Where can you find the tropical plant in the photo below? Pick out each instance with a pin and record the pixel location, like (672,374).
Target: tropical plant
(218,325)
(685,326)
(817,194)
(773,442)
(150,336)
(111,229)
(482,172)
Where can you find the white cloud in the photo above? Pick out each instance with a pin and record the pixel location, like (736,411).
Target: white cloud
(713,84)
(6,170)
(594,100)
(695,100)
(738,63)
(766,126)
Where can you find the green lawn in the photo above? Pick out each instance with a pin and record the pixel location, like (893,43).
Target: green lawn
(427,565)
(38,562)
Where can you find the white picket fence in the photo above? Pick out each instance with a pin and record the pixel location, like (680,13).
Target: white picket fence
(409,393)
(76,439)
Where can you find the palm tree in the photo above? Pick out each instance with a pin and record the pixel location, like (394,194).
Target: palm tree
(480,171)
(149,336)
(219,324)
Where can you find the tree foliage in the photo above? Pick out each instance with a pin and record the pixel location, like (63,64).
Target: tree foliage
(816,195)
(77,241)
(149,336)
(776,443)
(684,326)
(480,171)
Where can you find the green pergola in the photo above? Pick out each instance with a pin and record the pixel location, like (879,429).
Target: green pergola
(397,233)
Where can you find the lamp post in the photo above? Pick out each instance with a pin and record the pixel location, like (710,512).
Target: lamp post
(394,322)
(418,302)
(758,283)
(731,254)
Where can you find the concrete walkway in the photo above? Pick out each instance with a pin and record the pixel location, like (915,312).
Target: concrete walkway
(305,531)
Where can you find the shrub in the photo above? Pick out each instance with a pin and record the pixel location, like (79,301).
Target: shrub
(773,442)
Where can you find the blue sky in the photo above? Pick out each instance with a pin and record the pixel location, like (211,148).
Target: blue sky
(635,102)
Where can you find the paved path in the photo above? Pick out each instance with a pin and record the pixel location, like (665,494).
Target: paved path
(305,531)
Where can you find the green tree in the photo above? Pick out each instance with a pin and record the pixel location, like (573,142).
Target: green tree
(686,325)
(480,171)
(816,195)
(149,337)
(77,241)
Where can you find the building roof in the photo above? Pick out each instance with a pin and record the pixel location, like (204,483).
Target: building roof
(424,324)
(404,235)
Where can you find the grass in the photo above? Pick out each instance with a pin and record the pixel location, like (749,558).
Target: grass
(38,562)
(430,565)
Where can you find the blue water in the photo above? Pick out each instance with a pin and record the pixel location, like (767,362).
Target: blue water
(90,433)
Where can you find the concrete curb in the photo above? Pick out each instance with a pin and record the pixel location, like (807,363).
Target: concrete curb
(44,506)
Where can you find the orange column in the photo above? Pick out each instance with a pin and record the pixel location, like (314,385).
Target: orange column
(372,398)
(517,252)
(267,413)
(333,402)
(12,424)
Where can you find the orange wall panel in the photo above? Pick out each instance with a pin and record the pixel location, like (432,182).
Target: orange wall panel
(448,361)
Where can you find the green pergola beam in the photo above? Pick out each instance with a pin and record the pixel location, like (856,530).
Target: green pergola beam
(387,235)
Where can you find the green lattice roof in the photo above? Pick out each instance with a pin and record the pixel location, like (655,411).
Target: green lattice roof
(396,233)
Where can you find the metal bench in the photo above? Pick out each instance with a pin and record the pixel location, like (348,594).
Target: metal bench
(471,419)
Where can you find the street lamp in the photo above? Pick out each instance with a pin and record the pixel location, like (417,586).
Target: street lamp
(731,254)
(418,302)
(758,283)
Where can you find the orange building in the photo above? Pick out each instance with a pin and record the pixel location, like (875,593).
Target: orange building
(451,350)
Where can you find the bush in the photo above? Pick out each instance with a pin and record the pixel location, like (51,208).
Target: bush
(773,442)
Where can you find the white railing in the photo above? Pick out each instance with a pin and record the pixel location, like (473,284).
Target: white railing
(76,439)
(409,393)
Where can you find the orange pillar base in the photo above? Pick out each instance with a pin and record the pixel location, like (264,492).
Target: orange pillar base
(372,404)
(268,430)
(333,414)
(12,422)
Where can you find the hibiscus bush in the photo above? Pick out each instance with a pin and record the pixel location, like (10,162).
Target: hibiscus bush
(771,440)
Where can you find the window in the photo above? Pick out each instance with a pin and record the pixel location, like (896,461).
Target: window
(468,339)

-.-.-

## Short task:
Please reproduce the entire listing, exactly as shown.

## Exercise answer:
Where can you find the tropical plant in the photo below? Pick out each instance with a pin and record the pixel location, like (672,374).
Target: tropical plant
(218,325)
(685,326)
(817,194)
(773,442)
(150,336)
(111,229)
(482,172)
Where can you find the white cloud in the photo above? Pick out each instance with a pin and record the pixel location, like (736,411).
Target: white cloud
(713,84)
(6,170)
(594,100)
(695,100)
(738,63)
(766,126)
Where can you find the green lawn in the photo above? Pick out each instance with a pin and record the pixel location, like (893,43).
Target: green lawn
(427,565)
(38,562)
Where can you find the white picket fence in the photo above? Pick out each instance with a pin and record the pixel location, like (680,13).
Target: white picket fence
(409,393)
(76,439)
Where can you find the palm tree in the photo above? Pick out each instance with a pin and record the pixel location, like (394,194).
Target: palm tree
(480,171)
(149,336)
(219,324)
Where can you find the tree foliage in the photo above? Pick out each instance with a pin and record the pixel location, like (63,64).
Target: tree foliage
(816,195)
(77,241)
(149,336)
(776,443)
(684,326)
(480,171)
Where can you find the green pergola in the photo above? Pick out each instance with a pin and record the pixel location, like (879,429).
Target: green pergola
(397,233)
Where can you find the lamp post in the photo above? Pick out each instance with a pin and record the pixel location, like (710,512).
Target: lamp post
(394,322)
(418,302)
(758,283)
(731,254)
Where can you find the concrete walkway in the photo above? Pick out each instance with a pin and record the pixel location, like (915,312).
Target: concrete walkway
(305,531)
Where can you find the shrub in the photo above? Pick out each instance with a pin and record the pixel location, like (79,301).
Target: shrub
(773,442)
Where can you find the blue sky in the photo above? Pick out each instance with a pin and record the pixel location, like (211,148).
Target: blue sky
(635,102)
Where can you find the paved path in the photo above? Pick out each instance with a pin and record the pixel location, like (665,494).
Target: paved path
(305,531)
Where can you find the green tree in the photo above? Pick out each instance with a pin and record the pixel location, like (573,142).
Target: green tree
(686,325)
(480,171)
(816,195)
(149,337)
(77,241)
Where can you find the building roof in the photo above? Pick out each instance with a pin and record the pixel location, like (204,483).
Target: building roof
(424,324)
(404,235)
Where can you find the grass in the photo above? Pick out each instance with a pin and record the pixel location, like (749,558).
Target: grass
(38,562)
(430,565)
Where can you find the blue water in the photo above? Pick out each instance with a pin and record the pixel location, like (767,362).
Target: blue water
(90,433)
Where can you find the concrete curb in the photo above? Pick out each instance with a pin and record the pixel location, like (807,363).
Target: concrete curb
(44,506)
Where can you find the orange column in the photo above? Pick out each instance with a pin and record the pixel location, like (314,385).
Target: orange column
(372,398)
(517,252)
(267,413)
(333,402)
(12,424)
Where can you find the orange wall panel in the photo above? Pick out each instance with a pin and record the pixel location, like (432,182).
Target: orange wall panel
(448,361)
Where can you find the green pergola beam in the photo above? Pick out each instance with a pin and record the pixel location, like (856,530).
Target: green pergola beam
(387,235)
Where can you find the green lattice roof in the photo above? Pick out each instance with a pin and record the pixel location, like (655,411).
Target: green lattice roof
(396,233)
Where can you find the metal bench in the photo above? Pick out each instance with a pin and record the pixel location, like (348,594).
Target: metal bench
(471,419)
Where can you find the street lamp in the photo above? Pick out each instance with a pin and record the pixel location, like (417,586).
Target: street lamp
(731,254)
(418,302)
(758,283)
Where can you find the orange building in the photo above? Pick out each instance with a pin and record the pixel location, like (875,593).
Target: orange building
(451,350)
Where can you find the bush in the photo above? Pick out each instance with a pin and record the pixel location, like (51,208).
Target: bush
(773,442)
Where can you find the white railing in the photo above? Pick out each instance with a pin and record the pixel location, like (473,284).
Target: white railing
(76,439)
(409,393)
Where can you find the orange pillar base in the photo above? Pick out each instance with a pin and record the pixel location, like (264,492).
Target: orange pillar base
(372,404)
(268,430)
(333,414)
(12,422)
Where can you find the hibiscus bush in the photo above? Pick out each instance with a pin and record the pixel location, like (10,162).
Target: hibiscus bush
(771,440)
Where can you find the window in the photo above? Pick out each instance with a pin and record the pixel location, like (896,461).
Target: window
(468,339)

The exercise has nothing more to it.